Listed entries →

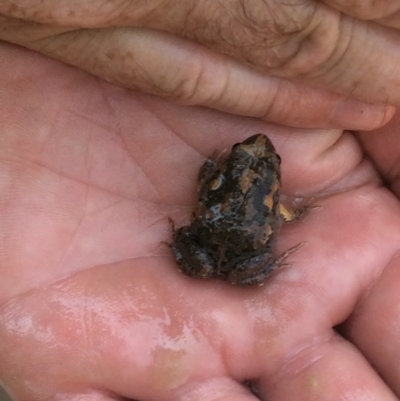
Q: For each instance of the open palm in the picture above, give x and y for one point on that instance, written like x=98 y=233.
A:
x=92 y=304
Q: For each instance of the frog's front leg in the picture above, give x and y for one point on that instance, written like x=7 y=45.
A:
x=255 y=270
x=191 y=257
x=291 y=216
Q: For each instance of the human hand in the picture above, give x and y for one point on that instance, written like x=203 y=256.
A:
x=92 y=304
x=305 y=64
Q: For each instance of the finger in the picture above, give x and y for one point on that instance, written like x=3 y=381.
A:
x=383 y=147
x=331 y=370
x=385 y=12
x=307 y=42
x=221 y=389
x=374 y=327
x=165 y=65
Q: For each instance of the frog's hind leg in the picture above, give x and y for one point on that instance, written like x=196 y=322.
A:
x=258 y=279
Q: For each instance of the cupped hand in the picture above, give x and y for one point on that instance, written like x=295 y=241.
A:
x=314 y=63
x=92 y=304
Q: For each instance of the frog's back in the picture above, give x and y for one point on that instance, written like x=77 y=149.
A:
x=239 y=203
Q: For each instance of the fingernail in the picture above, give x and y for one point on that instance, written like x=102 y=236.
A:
x=353 y=115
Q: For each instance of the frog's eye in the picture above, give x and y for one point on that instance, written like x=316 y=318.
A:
x=216 y=182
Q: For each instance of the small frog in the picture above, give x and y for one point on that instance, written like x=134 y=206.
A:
x=236 y=223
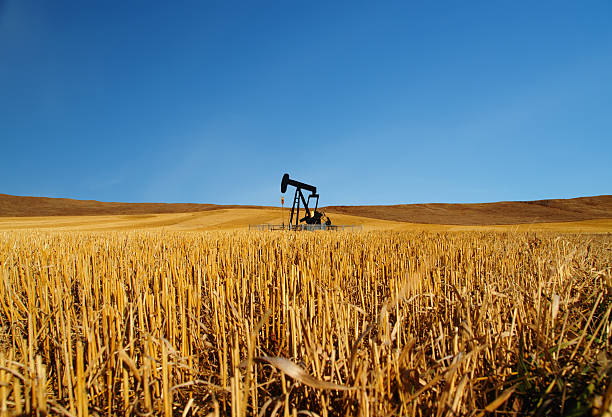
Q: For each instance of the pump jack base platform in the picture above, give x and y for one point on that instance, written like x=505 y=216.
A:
x=308 y=227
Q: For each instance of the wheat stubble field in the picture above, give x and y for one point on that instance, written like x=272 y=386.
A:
x=275 y=323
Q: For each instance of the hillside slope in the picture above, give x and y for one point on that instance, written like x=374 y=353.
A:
x=17 y=206
x=507 y=212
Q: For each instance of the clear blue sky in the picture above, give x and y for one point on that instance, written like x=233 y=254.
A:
x=377 y=102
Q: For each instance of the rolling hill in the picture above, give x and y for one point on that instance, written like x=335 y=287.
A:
x=509 y=212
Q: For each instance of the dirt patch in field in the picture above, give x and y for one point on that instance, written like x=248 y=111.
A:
x=508 y=212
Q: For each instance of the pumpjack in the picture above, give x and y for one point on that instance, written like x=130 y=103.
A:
x=312 y=216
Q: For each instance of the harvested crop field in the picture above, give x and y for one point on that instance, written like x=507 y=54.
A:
x=277 y=323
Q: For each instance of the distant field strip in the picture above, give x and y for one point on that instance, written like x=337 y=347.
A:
x=239 y=219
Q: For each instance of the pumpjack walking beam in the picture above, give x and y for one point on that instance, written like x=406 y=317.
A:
x=299 y=196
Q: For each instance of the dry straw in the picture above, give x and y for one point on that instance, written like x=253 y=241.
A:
x=312 y=324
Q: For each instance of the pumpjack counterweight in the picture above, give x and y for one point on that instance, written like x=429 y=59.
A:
x=312 y=216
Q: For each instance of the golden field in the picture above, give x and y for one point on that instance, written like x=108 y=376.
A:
x=170 y=321
x=230 y=219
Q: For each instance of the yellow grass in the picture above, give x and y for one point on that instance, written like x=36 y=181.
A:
x=239 y=323
x=239 y=219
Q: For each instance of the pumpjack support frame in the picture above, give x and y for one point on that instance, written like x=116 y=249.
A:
x=312 y=216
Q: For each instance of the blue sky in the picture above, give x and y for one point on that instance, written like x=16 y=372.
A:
x=373 y=102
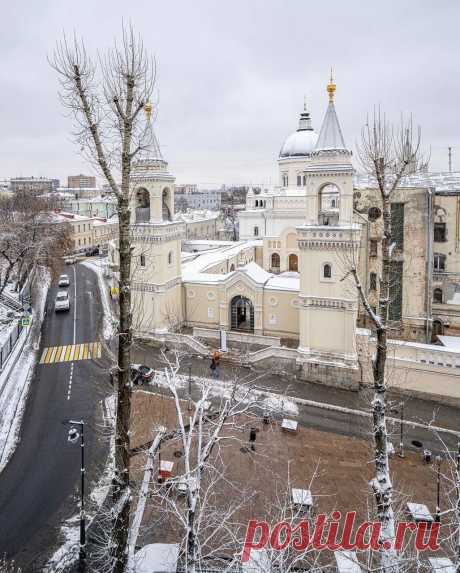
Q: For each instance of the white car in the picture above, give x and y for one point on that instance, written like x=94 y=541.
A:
x=64 y=280
x=62 y=301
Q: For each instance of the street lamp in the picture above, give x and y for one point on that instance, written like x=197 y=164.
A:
x=401 y=427
x=73 y=437
x=438 y=489
x=190 y=386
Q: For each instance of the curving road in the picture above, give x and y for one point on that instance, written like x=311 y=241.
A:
x=39 y=486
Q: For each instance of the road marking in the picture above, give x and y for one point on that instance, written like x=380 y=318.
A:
x=71 y=353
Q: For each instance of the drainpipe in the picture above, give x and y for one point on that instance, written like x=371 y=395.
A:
x=429 y=265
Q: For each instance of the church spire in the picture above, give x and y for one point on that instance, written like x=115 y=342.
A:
x=151 y=151
x=330 y=137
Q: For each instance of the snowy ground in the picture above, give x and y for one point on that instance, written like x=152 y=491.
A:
x=14 y=382
x=98 y=265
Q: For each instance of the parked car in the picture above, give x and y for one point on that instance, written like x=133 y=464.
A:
x=140 y=374
x=64 y=280
x=62 y=301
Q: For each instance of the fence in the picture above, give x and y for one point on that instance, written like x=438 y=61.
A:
x=8 y=345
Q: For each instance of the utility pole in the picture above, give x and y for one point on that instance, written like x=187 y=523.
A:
x=73 y=436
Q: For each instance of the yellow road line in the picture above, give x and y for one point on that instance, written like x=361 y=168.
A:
x=57 y=357
x=68 y=352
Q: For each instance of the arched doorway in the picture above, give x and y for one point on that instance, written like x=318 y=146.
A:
x=293 y=263
x=242 y=314
x=142 y=206
x=438 y=328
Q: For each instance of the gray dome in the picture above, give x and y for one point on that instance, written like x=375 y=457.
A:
x=299 y=143
x=303 y=141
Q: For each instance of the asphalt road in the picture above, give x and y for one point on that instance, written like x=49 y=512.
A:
x=415 y=409
x=39 y=486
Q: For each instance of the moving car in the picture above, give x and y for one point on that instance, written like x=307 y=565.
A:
x=62 y=301
x=64 y=280
x=140 y=374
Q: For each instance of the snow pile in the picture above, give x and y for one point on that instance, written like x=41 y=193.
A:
x=15 y=380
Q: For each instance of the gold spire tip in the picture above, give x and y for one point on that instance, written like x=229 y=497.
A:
x=331 y=87
x=148 y=110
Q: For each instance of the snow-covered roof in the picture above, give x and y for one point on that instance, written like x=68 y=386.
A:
x=157 y=558
x=330 y=136
x=441 y=181
x=347 y=562
x=285 y=281
x=450 y=342
x=256 y=273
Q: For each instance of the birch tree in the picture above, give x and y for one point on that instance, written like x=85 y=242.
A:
x=106 y=98
x=387 y=154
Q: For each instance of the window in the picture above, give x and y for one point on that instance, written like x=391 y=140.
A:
x=397 y=225
x=275 y=261
x=439 y=262
x=440 y=232
x=396 y=290
x=373 y=248
x=373 y=281
x=437 y=295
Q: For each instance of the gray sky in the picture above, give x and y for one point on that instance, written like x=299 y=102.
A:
x=232 y=76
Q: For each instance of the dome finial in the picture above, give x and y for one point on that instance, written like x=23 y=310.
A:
x=148 y=110
x=331 y=87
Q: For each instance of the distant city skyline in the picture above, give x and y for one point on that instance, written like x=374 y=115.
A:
x=232 y=79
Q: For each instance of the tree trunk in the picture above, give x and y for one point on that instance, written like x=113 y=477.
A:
x=381 y=484
x=122 y=443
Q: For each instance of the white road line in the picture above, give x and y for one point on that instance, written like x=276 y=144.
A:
x=69 y=391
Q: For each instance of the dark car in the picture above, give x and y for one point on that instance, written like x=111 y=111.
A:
x=140 y=374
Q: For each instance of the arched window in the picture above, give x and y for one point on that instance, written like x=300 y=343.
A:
x=293 y=263
x=142 y=206
x=275 y=262
x=329 y=198
x=437 y=295
x=166 y=205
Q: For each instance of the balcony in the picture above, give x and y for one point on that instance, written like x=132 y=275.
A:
x=142 y=214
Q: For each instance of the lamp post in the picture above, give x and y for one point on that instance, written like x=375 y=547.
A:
x=438 y=489
x=401 y=431
x=73 y=437
x=401 y=426
x=190 y=386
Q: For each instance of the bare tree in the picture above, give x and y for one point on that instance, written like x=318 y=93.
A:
x=387 y=155
x=105 y=99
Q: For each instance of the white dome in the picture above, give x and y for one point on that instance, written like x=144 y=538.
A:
x=299 y=143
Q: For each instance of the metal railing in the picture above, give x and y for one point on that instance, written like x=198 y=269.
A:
x=8 y=345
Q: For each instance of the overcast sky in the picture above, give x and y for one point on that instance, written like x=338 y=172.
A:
x=232 y=77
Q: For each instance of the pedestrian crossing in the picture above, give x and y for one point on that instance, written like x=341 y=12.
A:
x=71 y=353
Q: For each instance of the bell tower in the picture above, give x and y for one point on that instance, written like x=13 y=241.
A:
x=156 y=239
x=329 y=245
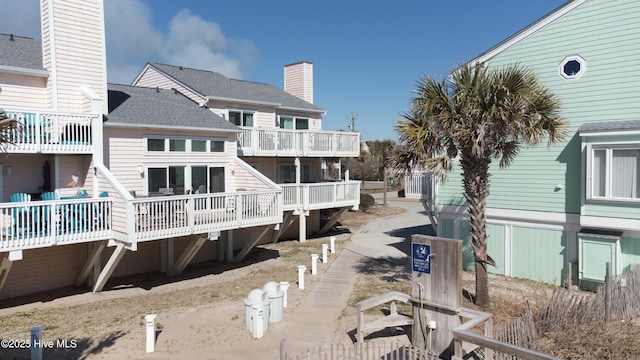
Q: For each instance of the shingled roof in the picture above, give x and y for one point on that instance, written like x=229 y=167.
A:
x=20 y=52
x=214 y=85
x=141 y=106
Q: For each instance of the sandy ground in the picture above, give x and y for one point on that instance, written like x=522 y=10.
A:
x=199 y=317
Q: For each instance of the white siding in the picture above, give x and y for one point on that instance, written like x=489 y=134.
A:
x=78 y=40
x=22 y=92
x=298 y=80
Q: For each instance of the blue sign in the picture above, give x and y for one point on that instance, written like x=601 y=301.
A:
x=420 y=258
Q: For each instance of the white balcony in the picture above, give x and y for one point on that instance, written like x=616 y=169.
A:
x=53 y=132
x=305 y=143
x=162 y=217
x=324 y=195
x=37 y=224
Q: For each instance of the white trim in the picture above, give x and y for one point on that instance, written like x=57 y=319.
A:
x=167 y=127
x=52 y=54
x=242 y=101
x=602 y=222
x=608 y=147
x=23 y=71
x=508 y=250
x=526 y=32
x=590 y=133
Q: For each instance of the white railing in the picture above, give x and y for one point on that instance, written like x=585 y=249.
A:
x=419 y=185
x=283 y=142
x=325 y=195
x=52 y=132
x=169 y=216
x=35 y=224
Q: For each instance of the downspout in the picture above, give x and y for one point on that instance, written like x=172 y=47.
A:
x=53 y=72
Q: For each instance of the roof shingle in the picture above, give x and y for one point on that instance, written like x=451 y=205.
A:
x=142 y=106
x=21 y=52
x=212 y=84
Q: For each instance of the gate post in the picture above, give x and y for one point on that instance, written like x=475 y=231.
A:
x=436 y=292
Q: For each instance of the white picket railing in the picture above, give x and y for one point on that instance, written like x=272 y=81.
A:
x=52 y=132
x=35 y=224
x=419 y=185
x=325 y=195
x=169 y=216
x=283 y=142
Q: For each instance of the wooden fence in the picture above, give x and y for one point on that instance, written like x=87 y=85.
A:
x=367 y=351
x=617 y=299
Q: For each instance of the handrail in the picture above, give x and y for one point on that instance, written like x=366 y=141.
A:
x=287 y=142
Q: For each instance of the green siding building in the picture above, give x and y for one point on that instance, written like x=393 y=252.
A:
x=559 y=213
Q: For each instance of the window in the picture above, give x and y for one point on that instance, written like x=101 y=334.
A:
x=166 y=177
x=178 y=145
x=241 y=118
x=198 y=145
x=572 y=67
x=290 y=122
x=155 y=144
x=288 y=173
x=206 y=179
x=216 y=146
x=615 y=173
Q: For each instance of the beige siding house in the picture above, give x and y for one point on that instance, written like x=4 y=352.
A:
x=182 y=166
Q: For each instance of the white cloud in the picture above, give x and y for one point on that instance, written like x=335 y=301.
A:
x=20 y=18
x=191 y=42
x=132 y=40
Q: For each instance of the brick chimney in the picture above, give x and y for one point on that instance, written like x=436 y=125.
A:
x=298 y=80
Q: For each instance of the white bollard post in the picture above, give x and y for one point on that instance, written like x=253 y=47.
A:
x=301 y=270
x=258 y=322
x=314 y=264
x=150 y=321
x=284 y=285
x=36 y=343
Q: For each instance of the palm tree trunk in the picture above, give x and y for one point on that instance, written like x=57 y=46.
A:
x=476 y=191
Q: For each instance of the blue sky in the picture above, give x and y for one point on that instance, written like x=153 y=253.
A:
x=367 y=56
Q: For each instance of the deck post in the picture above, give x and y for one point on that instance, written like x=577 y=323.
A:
x=92 y=259
x=187 y=255
x=106 y=272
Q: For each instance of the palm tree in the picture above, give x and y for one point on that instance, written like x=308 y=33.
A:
x=477 y=115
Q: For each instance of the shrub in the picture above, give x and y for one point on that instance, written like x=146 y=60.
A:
x=366 y=201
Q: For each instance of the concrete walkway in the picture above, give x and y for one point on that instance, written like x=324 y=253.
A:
x=313 y=322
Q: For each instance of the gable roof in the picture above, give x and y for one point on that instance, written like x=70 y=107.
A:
x=135 y=106
x=555 y=14
x=18 y=52
x=213 y=85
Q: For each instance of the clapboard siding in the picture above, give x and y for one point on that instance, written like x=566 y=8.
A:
x=539 y=254
x=22 y=92
x=605 y=34
x=44 y=269
x=79 y=52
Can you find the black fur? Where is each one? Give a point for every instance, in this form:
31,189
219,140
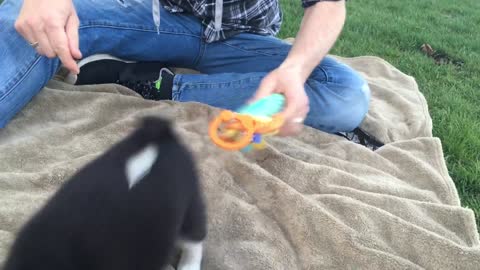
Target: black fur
94,222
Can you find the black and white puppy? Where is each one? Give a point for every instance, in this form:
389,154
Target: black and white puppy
128,209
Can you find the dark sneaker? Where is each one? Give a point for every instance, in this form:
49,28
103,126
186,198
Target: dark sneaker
361,137
152,80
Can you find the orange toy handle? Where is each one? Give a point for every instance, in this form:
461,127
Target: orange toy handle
246,127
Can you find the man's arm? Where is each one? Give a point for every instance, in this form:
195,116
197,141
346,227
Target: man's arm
320,28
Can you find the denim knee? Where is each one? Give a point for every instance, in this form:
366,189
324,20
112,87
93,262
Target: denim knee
340,103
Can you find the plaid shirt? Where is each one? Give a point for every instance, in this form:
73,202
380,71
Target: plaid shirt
226,18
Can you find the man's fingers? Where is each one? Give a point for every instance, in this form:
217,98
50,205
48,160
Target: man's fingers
59,41
72,34
44,47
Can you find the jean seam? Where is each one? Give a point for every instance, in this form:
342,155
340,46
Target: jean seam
132,28
245,50
176,93
201,53
14,83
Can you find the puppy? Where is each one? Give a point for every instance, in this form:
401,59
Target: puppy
125,210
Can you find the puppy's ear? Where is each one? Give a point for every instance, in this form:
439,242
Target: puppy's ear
156,128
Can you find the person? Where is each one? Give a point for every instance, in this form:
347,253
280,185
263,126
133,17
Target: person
231,43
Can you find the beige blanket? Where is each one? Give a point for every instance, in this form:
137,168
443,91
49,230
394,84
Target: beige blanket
315,201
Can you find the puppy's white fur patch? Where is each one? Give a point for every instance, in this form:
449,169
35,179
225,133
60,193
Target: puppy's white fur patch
191,258
140,164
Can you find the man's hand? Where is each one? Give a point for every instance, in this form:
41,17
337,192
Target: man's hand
53,24
287,81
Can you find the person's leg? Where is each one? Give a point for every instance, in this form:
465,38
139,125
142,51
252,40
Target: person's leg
124,29
339,97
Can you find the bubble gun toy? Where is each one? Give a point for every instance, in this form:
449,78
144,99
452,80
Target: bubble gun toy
247,128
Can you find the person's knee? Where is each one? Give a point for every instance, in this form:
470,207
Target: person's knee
340,106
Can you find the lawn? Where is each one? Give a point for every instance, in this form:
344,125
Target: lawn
395,30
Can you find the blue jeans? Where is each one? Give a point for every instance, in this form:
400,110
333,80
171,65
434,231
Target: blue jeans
233,69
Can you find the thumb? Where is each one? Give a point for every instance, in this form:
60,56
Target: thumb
267,87
72,34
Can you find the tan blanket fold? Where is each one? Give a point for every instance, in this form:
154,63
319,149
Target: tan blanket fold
315,201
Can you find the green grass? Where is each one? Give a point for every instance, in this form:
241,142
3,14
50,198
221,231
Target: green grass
394,30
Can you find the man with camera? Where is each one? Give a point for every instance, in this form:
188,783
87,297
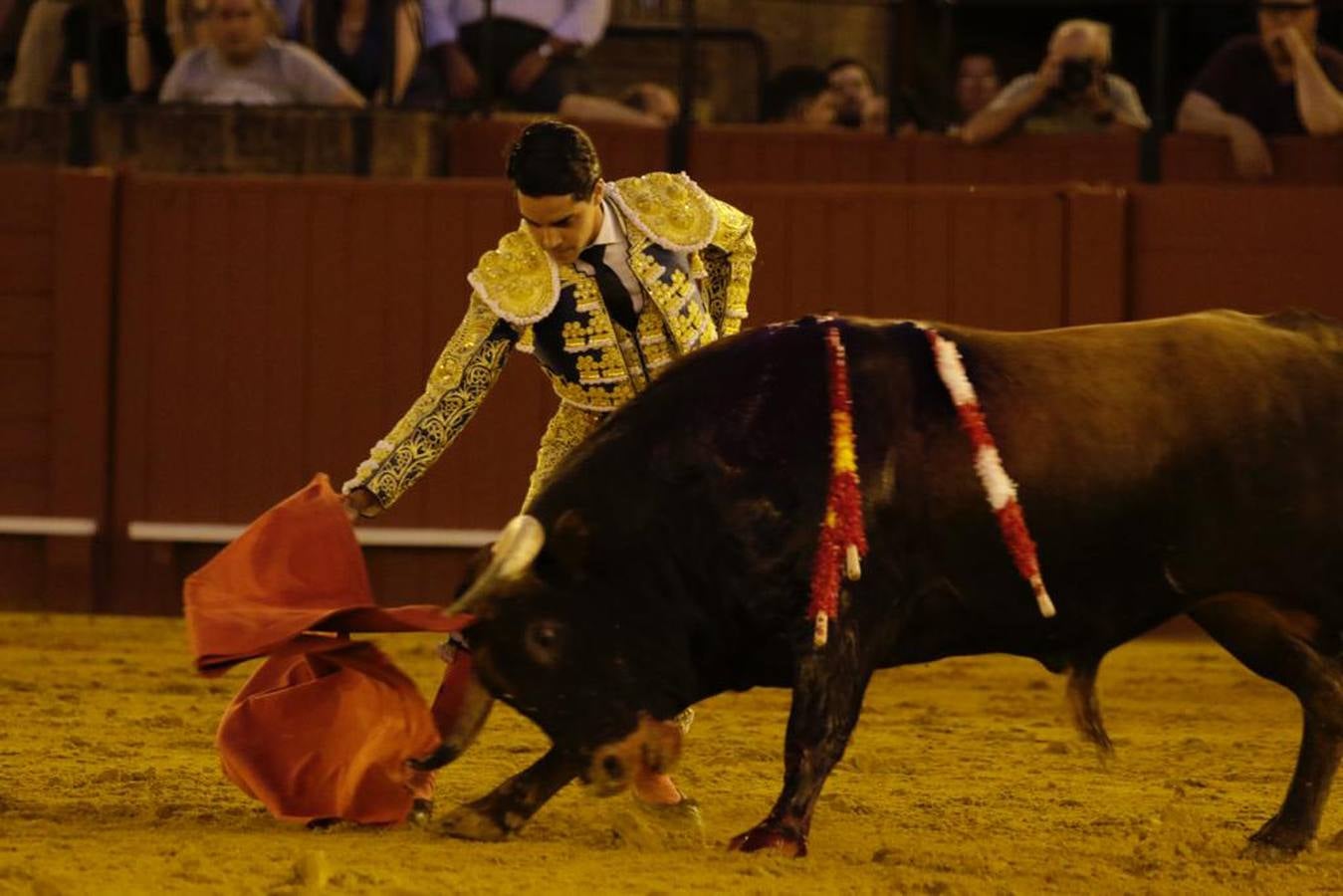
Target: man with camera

What this task involves → Every line of the listing above that includes "ground" should be copied out.

Your solution →
Q: For each instance of the snowy ground in the picture above, give x and y for one point on that instance, written like x=152 y=491.
Q: For each instance of the sandy ground in the picture above, give x and y for one point on that instance, written like x=522 y=10.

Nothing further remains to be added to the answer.